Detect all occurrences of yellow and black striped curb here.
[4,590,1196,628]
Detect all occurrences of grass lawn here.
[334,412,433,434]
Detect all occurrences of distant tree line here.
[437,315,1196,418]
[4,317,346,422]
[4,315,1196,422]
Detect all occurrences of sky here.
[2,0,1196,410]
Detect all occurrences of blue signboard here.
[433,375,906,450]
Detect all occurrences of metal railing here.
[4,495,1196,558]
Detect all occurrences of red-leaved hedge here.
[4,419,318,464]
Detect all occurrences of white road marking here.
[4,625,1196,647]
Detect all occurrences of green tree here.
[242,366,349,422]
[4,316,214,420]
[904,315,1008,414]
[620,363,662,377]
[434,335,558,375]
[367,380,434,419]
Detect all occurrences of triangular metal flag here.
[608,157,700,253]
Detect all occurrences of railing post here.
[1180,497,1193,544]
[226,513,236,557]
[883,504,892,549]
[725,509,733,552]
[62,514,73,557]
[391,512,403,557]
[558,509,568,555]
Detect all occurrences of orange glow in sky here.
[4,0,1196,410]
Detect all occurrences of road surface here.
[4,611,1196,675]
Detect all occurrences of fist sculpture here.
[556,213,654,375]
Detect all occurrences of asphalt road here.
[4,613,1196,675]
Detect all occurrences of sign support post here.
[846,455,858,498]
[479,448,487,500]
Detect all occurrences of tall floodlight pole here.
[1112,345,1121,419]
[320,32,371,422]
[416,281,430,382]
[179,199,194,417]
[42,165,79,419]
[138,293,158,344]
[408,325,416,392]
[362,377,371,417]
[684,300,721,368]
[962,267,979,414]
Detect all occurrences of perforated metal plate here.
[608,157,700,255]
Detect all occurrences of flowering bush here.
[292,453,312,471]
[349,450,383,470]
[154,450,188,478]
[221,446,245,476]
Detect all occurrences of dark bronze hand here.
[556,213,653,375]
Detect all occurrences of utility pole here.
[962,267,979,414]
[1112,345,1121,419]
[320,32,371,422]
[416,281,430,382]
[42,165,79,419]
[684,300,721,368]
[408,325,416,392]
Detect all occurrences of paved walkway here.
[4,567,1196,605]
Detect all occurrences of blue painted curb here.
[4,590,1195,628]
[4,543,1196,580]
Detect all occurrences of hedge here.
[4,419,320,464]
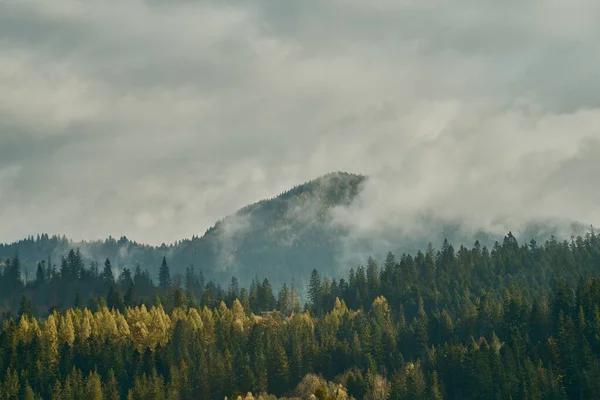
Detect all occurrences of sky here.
[0,0,600,244]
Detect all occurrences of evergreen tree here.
[158,257,171,291]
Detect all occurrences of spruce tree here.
[158,257,171,290]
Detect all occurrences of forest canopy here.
[0,231,600,399]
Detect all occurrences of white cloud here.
[0,0,600,243]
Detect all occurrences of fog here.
[0,0,600,247]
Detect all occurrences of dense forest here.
[0,231,600,399]
[0,172,587,299]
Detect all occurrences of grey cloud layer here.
[0,0,600,243]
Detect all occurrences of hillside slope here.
[0,172,584,292]
[0,172,365,283]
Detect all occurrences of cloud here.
[0,0,600,244]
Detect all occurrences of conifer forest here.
[0,231,600,400]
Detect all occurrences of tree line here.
[0,231,600,400]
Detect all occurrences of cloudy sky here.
[0,0,600,244]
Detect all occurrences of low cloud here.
[0,0,600,250]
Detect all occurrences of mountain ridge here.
[0,171,592,285]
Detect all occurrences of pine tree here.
[158,257,171,291]
[102,258,115,286]
[308,269,321,307]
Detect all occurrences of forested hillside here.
[0,172,365,285]
[0,232,600,399]
[0,172,583,297]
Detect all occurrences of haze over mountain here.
[0,0,600,256]
[0,172,585,291]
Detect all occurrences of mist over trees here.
[0,231,600,399]
[0,172,585,300]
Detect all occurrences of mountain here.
[0,172,366,290]
[0,172,588,291]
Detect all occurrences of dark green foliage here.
[0,232,600,400]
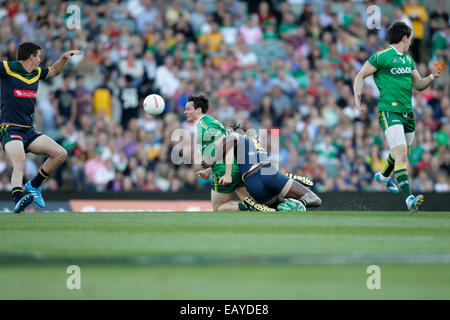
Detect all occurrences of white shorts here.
[384,124,414,149]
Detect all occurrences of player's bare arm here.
[47,50,81,78]
[411,66,442,91]
[202,136,238,170]
[353,61,377,111]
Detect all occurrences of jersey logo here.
[14,89,37,99]
[391,67,411,74]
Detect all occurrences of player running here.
[353,21,441,211]
[202,132,322,211]
[0,42,81,213]
[184,96,248,211]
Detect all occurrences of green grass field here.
[0,211,450,299]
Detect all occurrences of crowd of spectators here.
[0,0,450,192]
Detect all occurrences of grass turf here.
[0,211,450,299]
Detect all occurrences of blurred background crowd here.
[0,0,450,192]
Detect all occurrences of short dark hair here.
[188,96,209,113]
[387,21,412,44]
[17,42,42,61]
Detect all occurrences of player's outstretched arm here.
[47,50,81,78]
[202,135,238,169]
[353,61,377,111]
[411,66,442,91]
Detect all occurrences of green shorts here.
[211,164,245,193]
[0,123,42,152]
[378,111,416,133]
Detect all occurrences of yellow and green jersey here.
[0,61,49,127]
[369,46,416,113]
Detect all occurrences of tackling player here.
[353,21,441,211]
[202,132,322,211]
[0,42,81,213]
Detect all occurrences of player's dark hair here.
[188,96,209,113]
[387,21,412,43]
[17,42,42,61]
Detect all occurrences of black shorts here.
[0,123,42,152]
[244,163,289,204]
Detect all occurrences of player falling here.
[0,42,81,213]
[184,96,312,211]
[203,132,322,211]
[353,21,441,211]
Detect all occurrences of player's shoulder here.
[374,46,394,58]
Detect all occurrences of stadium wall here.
[0,191,450,212]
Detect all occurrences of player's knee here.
[12,157,27,172]
[312,193,322,207]
[54,148,67,163]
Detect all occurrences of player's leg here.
[374,111,403,193]
[256,164,322,211]
[405,116,424,211]
[284,181,322,208]
[4,140,33,213]
[25,135,67,207]
[211,190,239,211]
[384,124,423,210]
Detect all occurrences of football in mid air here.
[144,94,165,116]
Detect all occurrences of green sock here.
[381,152,395,177]
[12,187,23,203]
[238,201,248,211]
[394,164,411,199]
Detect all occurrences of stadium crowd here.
[0,0,450,192]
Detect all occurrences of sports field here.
[0,211,450,299]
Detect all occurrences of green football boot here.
[285,198,306,212]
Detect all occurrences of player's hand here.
[202,158,215,169]
[195,169,211,180]
[355,93,363,112]
[432,64,442,79]
[63,50,82,59]
[219,174,233,186]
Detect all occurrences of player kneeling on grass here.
[203,132,322,211]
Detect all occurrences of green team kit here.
[369,46,416,133]
[196,115,245,193]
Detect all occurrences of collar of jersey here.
[391,44,403,56]
[3,61,41,84]
[195,114,207,129]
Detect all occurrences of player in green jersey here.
[184,96,249,211]
[353,21,441,211]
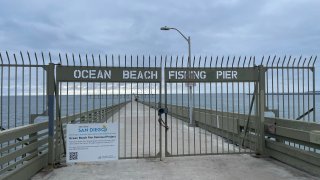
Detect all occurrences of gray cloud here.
[0,0,320,83]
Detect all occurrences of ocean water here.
[0,93,320,129]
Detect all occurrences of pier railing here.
[0,122,48,179]
[140,101,320,175]
[0,52,320,178]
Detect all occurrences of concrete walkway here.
[32,155,319,180]
[33,101,317,180]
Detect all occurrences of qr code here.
[69,152,78,160]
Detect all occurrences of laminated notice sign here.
[66,123,118,163]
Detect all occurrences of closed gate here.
[164,58,265,156]
[55,56,161,163]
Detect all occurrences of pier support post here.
[46,63,55,168]
[258,66,266,155]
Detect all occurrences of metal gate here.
[0,52,320,179]
[55,56,162,162]
[164,57,265,156]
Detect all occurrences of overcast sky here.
[0,0,320,89]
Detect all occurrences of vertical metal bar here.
[130,55,133,157]
[205,56,208,154]
[220,57,226,153]
[312,60,317,122]
[72,54,75,121]
[302,57,312,121]
[295,56,302,120]
[91,54,97,122]
[307,58,315,122]
[189,56,196,155]
[64,53,69,124]
[0,52,4,169]
[239,56,246,152]
[148,55,151,157]
[155,56,161,160]
[6,52,11,131]
[199,56,202,154]
[79,54,83,122]
[111,55,114,123]
[226,56,230,153]
[98,54,101,121]
[181,56,184,155]
[175,56,179,155]
[214,56,221,154]
[292,58,296,119]
[142,55,146,157]
[248,56,252,152]
[136,56,139,157]
[165,56,168,156]
[170,56,173,154]
[13,54,18,129]
[13,54,18,162]
[46,62,55,167]
[118,55,120,154]
[124,55,127,157]
[154,57,157,156]
[258,66,265,154]
[86,54,89,123]
[231,56,236,152]
[236,56,241,153]
[277,57,280,119]
[287,56,291,119]
[42,52,46,114]
[281,58,286,118]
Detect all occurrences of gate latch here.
[158,108,168,116]
[158,108,169,131]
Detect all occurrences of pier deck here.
[32,102,317,180]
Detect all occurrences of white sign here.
[66,123,118,163]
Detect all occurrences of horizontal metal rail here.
[0,122,48,179]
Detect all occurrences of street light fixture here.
[160,26,194,126]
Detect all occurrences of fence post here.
[46,63,55,168]
[258,65,266,155]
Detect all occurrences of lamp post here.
[160,26,194,126]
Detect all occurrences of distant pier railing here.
[140,101,320,175]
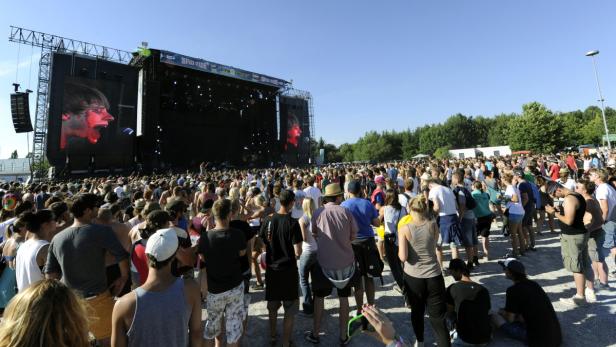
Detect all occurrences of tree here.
[419,124,449,155]
[338,143,355,162]
[434,146,451,159]
[509,102,563,153]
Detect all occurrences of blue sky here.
[0,0,616,158]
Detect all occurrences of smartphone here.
[347,314,364,337]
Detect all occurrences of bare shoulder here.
[113,291,137,317]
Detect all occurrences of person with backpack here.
[451,171,479,270]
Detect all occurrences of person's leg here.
[338,297,349,340]
[425,276,451,346]
[385,237,404,290]
[312,295,325,337]
[404,275,427,342]
[267,301,282,339]
[299,252,316,314]
[282,300,299,347]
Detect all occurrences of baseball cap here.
[145,228,179,262]
[347,180,361,194]
[498,258,526,275]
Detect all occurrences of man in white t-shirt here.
[427,179,462,268]
[304,175,321,208]
[589,168,616,258]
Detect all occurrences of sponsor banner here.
[160,51,289,88]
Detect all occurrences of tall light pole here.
[586,51,612,150]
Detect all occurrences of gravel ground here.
[204,224,616,347]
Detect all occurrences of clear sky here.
[0,0,616,158]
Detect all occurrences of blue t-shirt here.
[340,198,379,239]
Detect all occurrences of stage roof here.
[155,50,289,88]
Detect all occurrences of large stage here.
[47,50,314,174]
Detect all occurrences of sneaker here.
[560,294,586,307]
[584,288,597,304]
[595,281,612,290]
[304,331,321,345]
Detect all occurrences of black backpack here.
[453,187,477,210]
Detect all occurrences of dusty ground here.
[208,226,616,347]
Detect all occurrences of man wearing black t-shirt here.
[259,190,302,347]
[446,259,492,344]
[199,199,246,346]
[492,258,562,347]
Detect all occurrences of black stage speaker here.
[11,92,33,133]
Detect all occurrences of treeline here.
[312,102,616,163]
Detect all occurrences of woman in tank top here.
[398,196,451,346]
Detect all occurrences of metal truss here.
[9,26,133,177]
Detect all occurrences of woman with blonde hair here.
[398,196,450,346]
[0,280,90,347]
[299,197,317,315]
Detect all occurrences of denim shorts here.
[508,213,524,224]
[438,214,462,247]
[460,218,479,247]
[499,322,527,343]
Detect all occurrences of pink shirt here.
[312,202,358,270]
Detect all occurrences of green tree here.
[353,131,393,161]
[419,124,449,155]
[338,143,355,162]
[434,146,451,159]
[509,102,563,153]
[487,113,517,146]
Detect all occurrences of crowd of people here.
[0,153,616,347]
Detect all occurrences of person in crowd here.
[299,196,318,316]
[576,179,610,289]
[426,179,462,268]
[446,260,492,346]
[259,189,303,347]
[471,181,494,262]
[491,258,563,347]
[451,171,479,269]
[15,210,56,292]
[536,176,556,234]
[130,210,169,289]
[0,279,92,347]
[501,172,527,257]
[589,168,616,270]
[340,180,383,314]
[229,199,256,336]
[304,183,360,345]
[199,199,246,347]
[513,169,536,251]
[44,194,129,346]
[546,182,597,306]
[0,218,26,314]
[398,197,451,347]
[111,228,202,347]
[379,189,407,293]
[126,199,146,229]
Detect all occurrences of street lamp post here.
[586,50,612,150]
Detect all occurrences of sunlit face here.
[287,124,302,147]
[60,104,115,149]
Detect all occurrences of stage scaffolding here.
[9,26,133,178]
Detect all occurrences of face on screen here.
[60,84,114,149]
[287,115,302,147]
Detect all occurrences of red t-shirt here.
[130,241,148,285]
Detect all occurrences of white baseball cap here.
[145,228,179,261]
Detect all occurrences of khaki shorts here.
[560,233,590,273]
[86,291,114,340]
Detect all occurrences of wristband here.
[386,335,404,347]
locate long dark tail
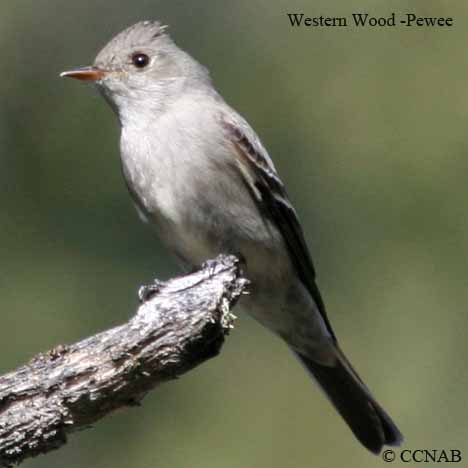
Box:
[296,347,403,454]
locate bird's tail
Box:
[296,345,403,454]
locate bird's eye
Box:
[132,52,150,68]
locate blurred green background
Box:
[0,0,468,468]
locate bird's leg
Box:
[138,278,164,304]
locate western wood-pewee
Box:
[62,21,402,453]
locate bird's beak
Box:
[60,67,107,81]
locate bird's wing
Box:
[221,115,336,340]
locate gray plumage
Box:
[63,21,402,453]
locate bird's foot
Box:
[138,279,164,304]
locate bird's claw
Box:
[138,279,164,304]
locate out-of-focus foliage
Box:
[0,0,468,468]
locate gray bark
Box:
[0,256,247,466]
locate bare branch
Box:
[0,256,247,466]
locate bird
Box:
[61,20,403,454]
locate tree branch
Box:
[0,256,247,466]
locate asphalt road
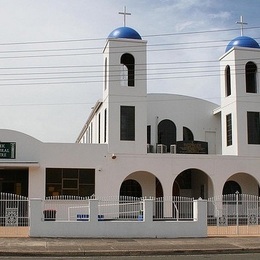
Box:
[0,253,260,260]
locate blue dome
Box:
[108,27,142,40]
[226,36,260,52]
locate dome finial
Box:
[119,6,131,27]
[236,15,247,36]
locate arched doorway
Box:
[172,168,213,199]
[120,179,142,198]
[222,172,259,196]
[222,181,242,195]
[158,119,176,152]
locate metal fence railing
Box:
[154,196,194,221]
[43,196,91,221]
[43,196,194,221]
[207,192,260,235]
[0,193,29,226]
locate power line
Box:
[0,26,260,46]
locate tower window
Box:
[120,106,135,141]
[104,58,107,90]
[226,114,232,146]
[104,109,107,143]
[246,61,257,93]
[120,53,135,87]
[183,126,194,142]
[247,112,260,144]
[225,65,231,97]
[158,119,177,152]
[98,113,101,144]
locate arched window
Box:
[104,58,107,90]
[246,61,257,93]
[225,65,231,97]
[120,53,135,87]
[158,119,176,152]
[183,126,194,142]
[222,181,242,195]
[120,180,142,198]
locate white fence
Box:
[43,196,194,221]
[0,193,29,227]
[30,197,207,238]
[207,193,260,235]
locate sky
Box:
[0,0,260,143]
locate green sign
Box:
[0,142,16,159]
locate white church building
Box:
[0,23,260,203]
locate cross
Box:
[119,6,131,27]
[236,15,247,36]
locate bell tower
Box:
[103,21,147,154]
[220,19,260,156]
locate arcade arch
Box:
[119,171,163,198]
[172,168,213,199]
[222,172,259,196]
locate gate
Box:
[0,193,29,237]
[208,192,260,236]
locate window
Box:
[120,53,135,87]
[222,181,242,195]
[104,109,107,143]
[158,119,176,152]
[120,180,142,198]
[225,65,231,97]
[46,168,95,196]
[147,125,151,144]
[226,114,232,146]
[246,61,257,93]
[120,106,135,141]
[98,113,101,144]
[247,112,260,144]
[183,126,194,142]
[105,58,107,90]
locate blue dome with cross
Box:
[108,26,142,40]
[226,36,260,52]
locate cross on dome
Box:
[119,6,131,27]
[236,15,247,36]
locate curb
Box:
[0,248,260,257]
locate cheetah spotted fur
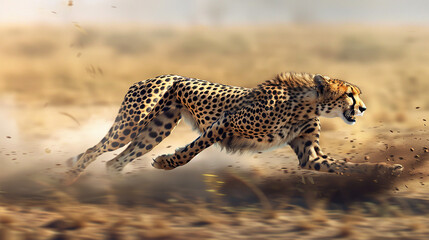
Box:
[68,73,403,182]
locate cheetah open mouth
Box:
[343,110,356,124]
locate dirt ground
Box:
[0,26,429,239]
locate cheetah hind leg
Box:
[152,116,232,170]
[106,109,181,176]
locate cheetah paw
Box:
[152,154,176,170]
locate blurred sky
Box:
[0,0,429,25]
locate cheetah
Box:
[68,72,403,181]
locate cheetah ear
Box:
[314,74,326,97]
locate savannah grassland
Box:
[0,24,429,239]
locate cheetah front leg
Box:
[289,119,403,176]
[152,116,232,170]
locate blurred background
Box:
[0,0,429,239]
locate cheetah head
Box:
[314,75,366,125]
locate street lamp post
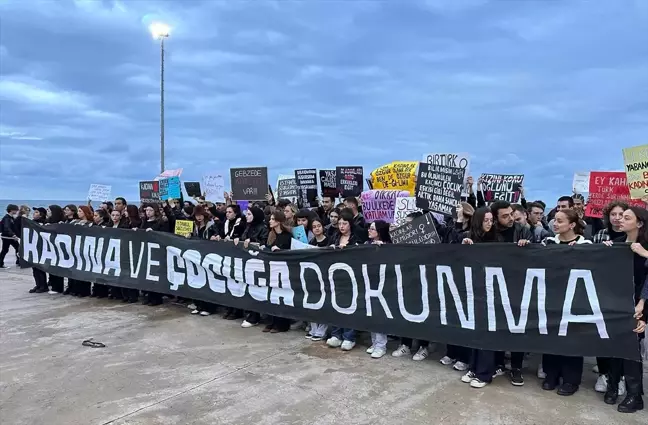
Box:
[149,23,169,173]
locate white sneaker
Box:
[342,341,355,351]
[439,356,454,366]
[371,348,387,359]
[461,371,475,384]
[412,347,430,362]
[538,363,547,379]
[470,378,488,388]
[326,336,342,348]
[452,362,468,372]
[619,377,626,396]
[392,344,412,357]
[594,375,608,393]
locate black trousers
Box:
[0,238,20,267]
[49,273,65,293]
[542,354,583,385]
[32,269,49,290]
[470,350,497,382]
[446,344,472,363]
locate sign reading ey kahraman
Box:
[20,220,639,360]
[230,167,268,201]
[416,162,465,216]
[479,174,524,203]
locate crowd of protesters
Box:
[0,177,648,413]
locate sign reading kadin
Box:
[230,167,268,201]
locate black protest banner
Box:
[20,220,639,360]
[230,167,268,201]
[320,170,339,198]
[184,182,202,198]
[416,162,466,216]
[389,213,441,245]
[479,174,524,202]
[140,180,160,204]
[295,168,317,208]
[335,167,364,198]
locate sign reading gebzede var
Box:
[20,220,639,359]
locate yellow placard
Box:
[175,220,193,236]
[623,145,648,199]
[371,161,418,195]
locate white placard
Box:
[88,183,112,202]
[421,152,470,197]
[201,173,225,203]
[572,172,589,194]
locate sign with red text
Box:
[585,171,646,218]
[360,190,409,223]
[623,145,648,199]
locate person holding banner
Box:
[542,209,592,396]
[603,206,648,413]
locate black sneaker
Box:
[510,369,524,387]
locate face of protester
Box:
[513,211,527,226]
[482,210,494,233]
[115,199,126,212]
[313,221,324,236]
[554,211,576,235]
[110,210,121,223]
[338,219,351,236]
[497,207,515,227]
[619,210,643,233]
[610,207,623,232]
[144,207,155,218]
[529,207,544,225]
[369,223,378,241]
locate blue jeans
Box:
[331,326,356,342]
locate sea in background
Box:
[0,199,101,217]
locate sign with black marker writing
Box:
[230,167,268,201]
[416,162,465,216]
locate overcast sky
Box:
[0,0,648,202]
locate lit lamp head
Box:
[149,22,171,40]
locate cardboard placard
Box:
[585,171,646,218]
[416,162,465,216]
[389,213,441,245]
[139,180,160,204]
[159,177,182,201]
[295,168,317,208]
[319,170,339,199]
[623,145,648,199]
[480,174,524,203]
[335,167,364,198]
[360,190,409,223]
[202,173,225,203]
[572,172,589,194]
[174,220,193,236]
[230,167,268,201]
[88,183,112,202]
[184,182,202,198]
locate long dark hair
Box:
[469,207,497,242]
[626,206,648,245]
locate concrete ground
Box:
[0,252,648,425]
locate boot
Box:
[617,395,643,413]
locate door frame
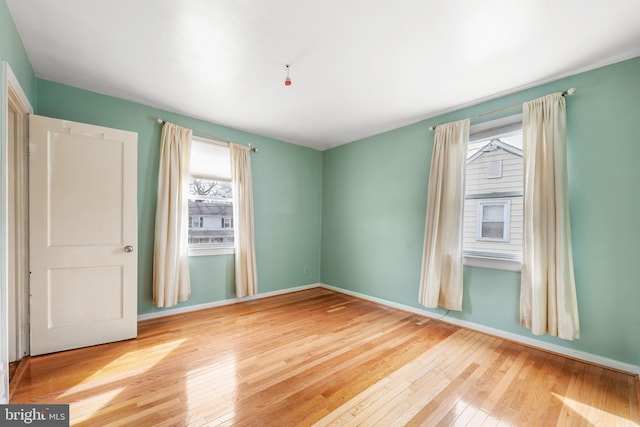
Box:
[0,61,33,404]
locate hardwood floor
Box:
[11,288,640,427]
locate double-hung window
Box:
[189,137,234,256]
[463,115,524,271]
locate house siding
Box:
[463,149,524,257]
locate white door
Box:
[29,115,138,355]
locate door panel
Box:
[29,115,137,355]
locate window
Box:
[189,137,234,256]
[476,200,511,242]
[463,115,524,271]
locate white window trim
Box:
[476,199,511,242]
[463,254,522,272]
[188,245,236,257]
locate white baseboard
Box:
[319,283,640,376]
[138,283,322,321]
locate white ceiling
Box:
[7,0,640,150]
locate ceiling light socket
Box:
[284,64,291,86]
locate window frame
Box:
[476,199,511,242]
[463,113,524,272]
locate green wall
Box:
[321,58,640,365]
[0,0,37,103]
[0,1,640,365]
[37,80,322,314]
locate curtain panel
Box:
[153,123,192,307]
[520,93,580,340]
[229,143,258,297]
[420,119,470,311]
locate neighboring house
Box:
[189,200,233,245]
[464,139,523,258]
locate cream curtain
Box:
[153,123,192,307]
[229,143,258,297]
[420,119,469,311]
[520,93,580,340]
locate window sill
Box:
[188,246,235,257]
[463,255,522,271]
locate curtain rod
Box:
[429,87,577,130]
[156,118,258,153]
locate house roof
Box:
[467,139,522,164]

> _DETALHES DO PROBLEMA_
Selecione todas as linhas acima que contêm a palavra "tail" e transcreva-as integralmente.

> _RESPOSTA DA TAREFA_
locate long dark tail
locate bird's tail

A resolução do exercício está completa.